TEXT FOR ANALYSIS
Segment Open

It is little comfort to educators that chatbots are not real artificial intelligence. Even though the likes of ChatGPT know nothing in any meaningful sense, their ability to select the next words in a sequence allows them to spoof just about any kind of intellectual labour with which academics might task their students: not only essays but also outlining, summarising, reviewing literature, developing a presentation or coming up with a topic or lists of sources or questions.
As faculty and administrators scramble to make sense of these tools and their implications for teaching, many students have taken the policy vacuum as their cue to do precisely whatever. And some scholars have given their blessing, reasoning that bot-authored text is impossible to detect and that students will need to learn to use this technology in the workplace anyway.
But chatbots are fundamentally anti-scholarly. The connections between their statements and knowledge sources are often completely obscured. They’re unreliable, in some fields achieving only about 20 per cent “correctness”. And their results aren’t repeatable – different runs produce different outputs.
Don’t even get me started on their ethical and political degeneracy. They’re highly profitable commercial services completely dependent on untold quantities of data gleaned from the web without permission, notification or disclosure – including much of scholars’ own hard work (lawsuits have been initiated). If you require students to use them, they must submit data to a company that has not guaranteed data privacy. And even if you don’t, students may be giving them your course materials, such as lecture transcripts.
Chatbots also portend equity issues as some students might not be able to afford the better, more expensive versions. And some students are angry because they sense a race to the bottom – if they don’t use the bots, they will lose, they think. Tension is stoked by conflicting messaging from different instructors. An ethical morass results.
Perhaps there are valid limited uses of the bots, and, yes, they are becoming important in some kinds of professional work. But we can train students on these with mini courses. We don’t need a free-for-all.
My approach – developed while teaching five lecture sections since last May, involving about 500 students combined – is, first, to talk to the students about the importance of academic integrity for both the institution and themselves. Most students never hear these arguments, but they have an intuitive sense that widespread cheating could render their diplomas meaningless since the purpose of assignments is to develop intellectual skills and knowledge: the process, not the product, is the point. I liken a student using ChatGPT to an athlete hiring someone to do their workout for them.
Next, I review some of the epistemic, ethical and political issues with these services. I emphasise that you’re impacting the world by using them (they consume vast amounts of energy and water) and are possibly distorting or limiting your own understanding via biases created by an unaccountable for-profit company.
Then I review my stated course policy: no allowed bot use whatsoever. This might change in the future, I say, but we don’t know enough about these services yet. This precautionary approach reinforces the use of that concept in environmental studies, my field. I tell students that I want to make them my academic integrity collaborators, upholding the quality of their own education. I reinforce that most students don’t cheat.
Now the practicalities. My teaching assistants and I use manual detection and automated machine detection (in trial), with full awareness of the chance of false positives. When we suspect chatbot text, I ask the student to provide a step-by-step description of the process they used to produce the submission. Depending on the case, I say that we will be lenient or give them full amnesty if they did use a chatbot and admit it. The likelihood of false positives means you usually cannot depend on machine or manual detection alone to apply sanctions.

Segment Closed

CHECK YOUR UNDERSTANDING
[1] Retype the part of the essay on chatbots in teaching that opens with the words containing "It is little" and closes with "sources or questions.".
[2] Using the essay on chatbots in teaching, decide whether each statement agrees with it, answering yes or no and quoting the deciding words: (a) The author's approach was developed while teaching about 500 students in five lecture sections. (b) The author's course policy permits chatbot use for outlining. (c) In some fields, chatbots reach only about 20 percent correctness.

EXERCISE DATA
Segment Open

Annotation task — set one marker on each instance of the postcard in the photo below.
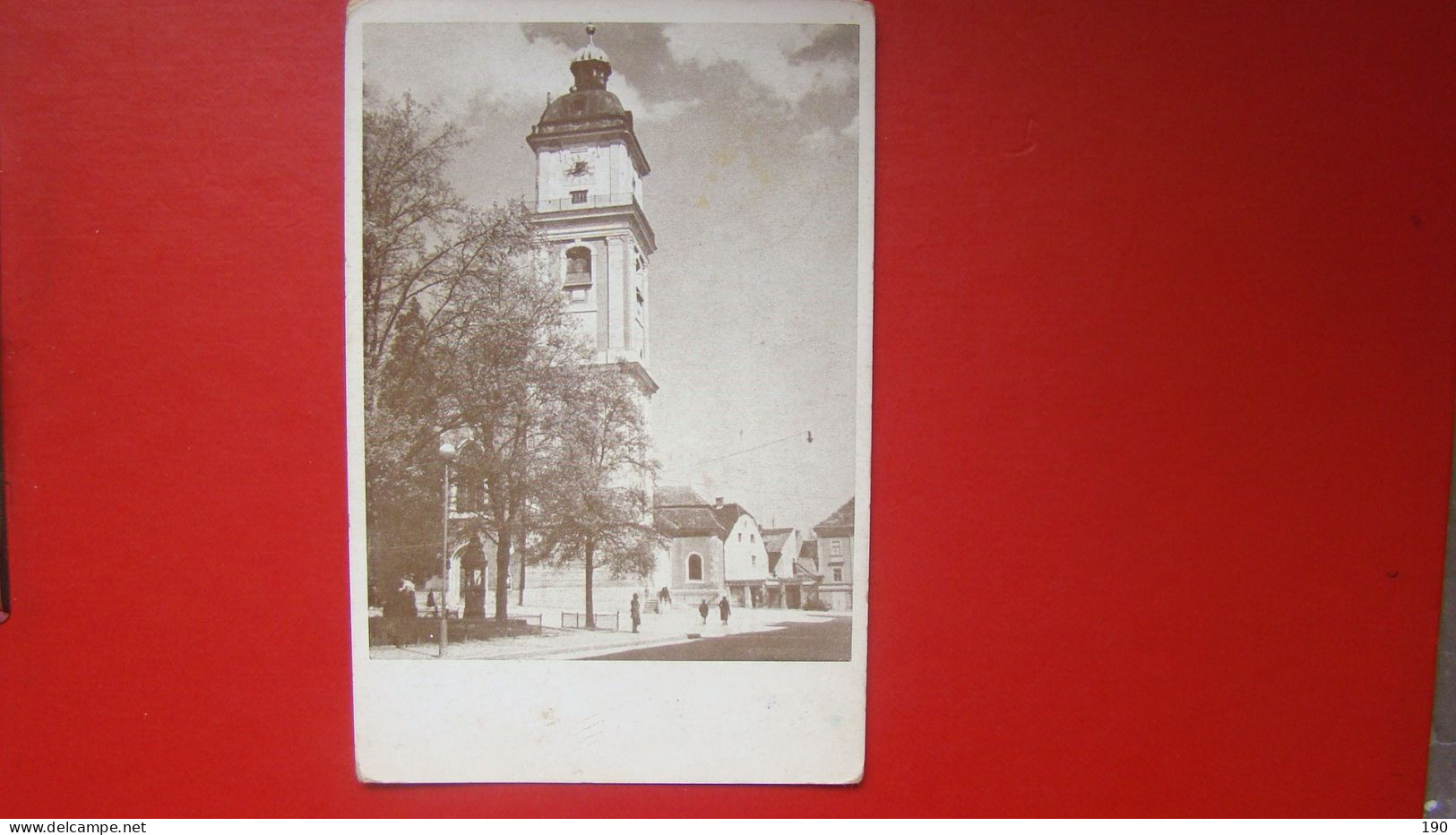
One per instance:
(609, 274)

Segment Closed
Segment Open

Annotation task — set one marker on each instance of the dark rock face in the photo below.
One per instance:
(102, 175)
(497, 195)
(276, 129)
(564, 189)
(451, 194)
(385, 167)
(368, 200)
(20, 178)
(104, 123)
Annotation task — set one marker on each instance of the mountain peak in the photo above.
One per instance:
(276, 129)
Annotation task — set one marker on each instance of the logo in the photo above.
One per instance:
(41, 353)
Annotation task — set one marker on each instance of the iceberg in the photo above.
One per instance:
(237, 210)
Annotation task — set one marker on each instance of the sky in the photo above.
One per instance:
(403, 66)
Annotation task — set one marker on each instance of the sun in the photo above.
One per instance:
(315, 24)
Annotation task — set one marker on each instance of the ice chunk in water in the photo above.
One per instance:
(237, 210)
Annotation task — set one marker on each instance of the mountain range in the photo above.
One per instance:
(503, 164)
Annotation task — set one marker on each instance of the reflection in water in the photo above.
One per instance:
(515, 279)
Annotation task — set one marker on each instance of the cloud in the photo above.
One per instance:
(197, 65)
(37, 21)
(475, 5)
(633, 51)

Segment Closed
Segment Open

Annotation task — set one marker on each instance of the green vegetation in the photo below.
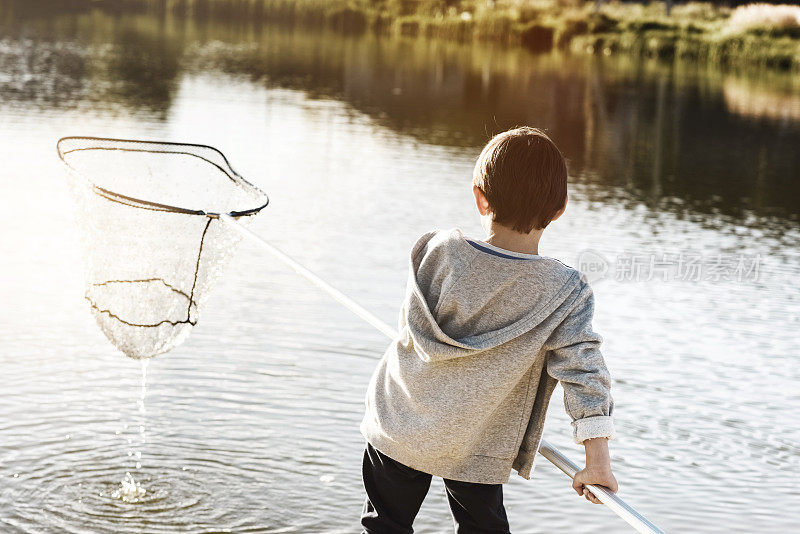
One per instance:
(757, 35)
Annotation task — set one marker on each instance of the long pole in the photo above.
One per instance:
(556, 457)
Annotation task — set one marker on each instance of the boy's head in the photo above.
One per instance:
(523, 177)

Segment Closed

EXERCISE SOLUTIONS
[1]
It is little comfort to educators that chatbots are not real artificial intelligence. Even though the likes of ChatGPT know nothing in any meaningful sense, their ability to select the next words in a sequence allows them to spoof just about any kind of intellectual labour with which academics might task their students: not only essays but also outlining, summarising, reviewing literature, developing a presentation or coming up with a topic or lists of sources or questions.

[2]
(a) Yes: "teaching five lecture sections since last May, involving about 500 students combined"
(b) No: "no allowed bot use whatsoever"
(c) Yes: "in some fields achieving only about 20 per cent"